__Work instruction__: Within the entries below, find each line containing the word "query" and copy it.

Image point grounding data
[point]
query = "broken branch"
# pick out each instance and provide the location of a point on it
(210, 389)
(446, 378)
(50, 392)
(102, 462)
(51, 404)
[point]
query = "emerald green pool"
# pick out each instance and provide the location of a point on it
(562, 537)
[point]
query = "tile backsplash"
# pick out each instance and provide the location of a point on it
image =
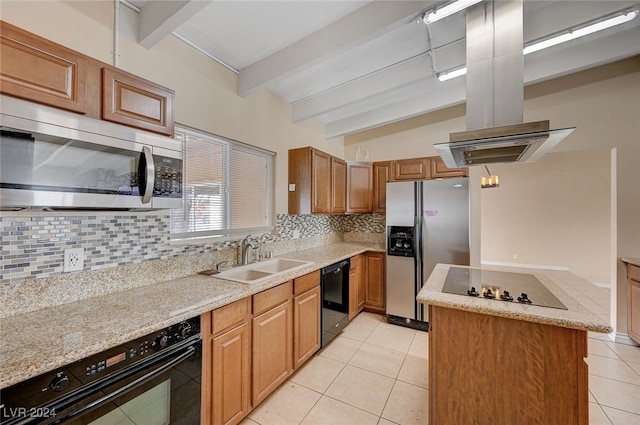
(125, 249)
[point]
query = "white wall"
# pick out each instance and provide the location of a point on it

__Finished task__:
query = "broken branch"
query = "emerald green pool"
query = "tile backsplash"
query = "white wall"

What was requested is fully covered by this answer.